_Aim of the task:_
The listing below should be printed again word for word, without any images.

_Available data:_

☆ ☆ ☆ ☆ ☆

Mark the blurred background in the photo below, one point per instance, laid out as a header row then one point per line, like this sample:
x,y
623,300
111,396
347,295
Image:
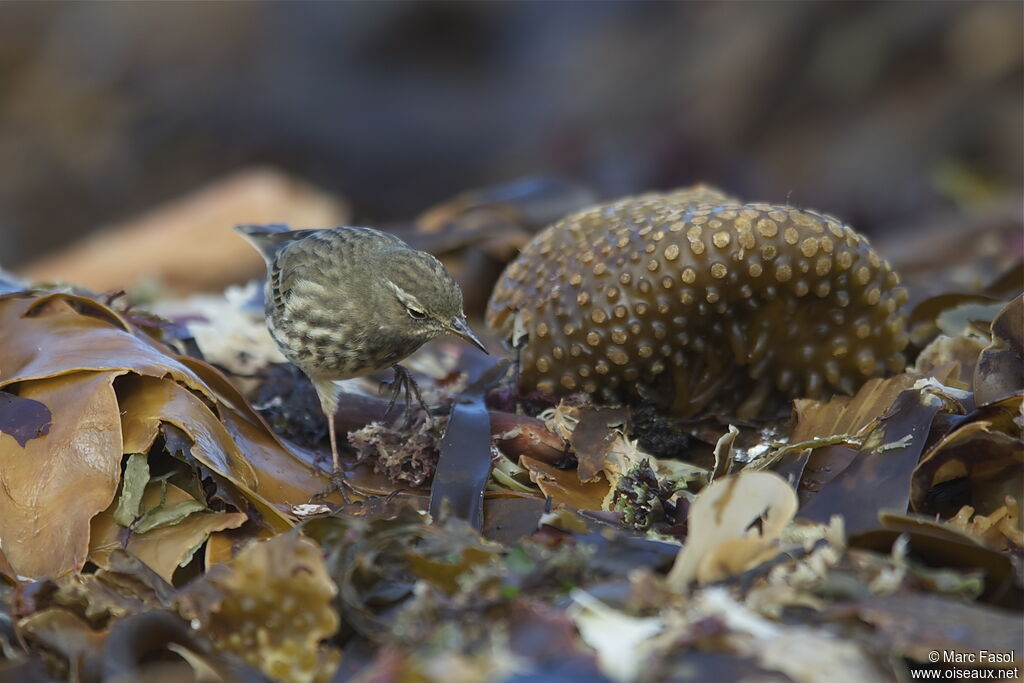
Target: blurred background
x,y
892,116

☆ ☆ ☆ ☆ ☆

_Response area:_
Mark the blurred background in the photo below, one point per instance, laid out as a header row then one point per line, like this sample:
x,y
623,300
111,396
347,295
Image:
Target: blurred background
x,y
892,116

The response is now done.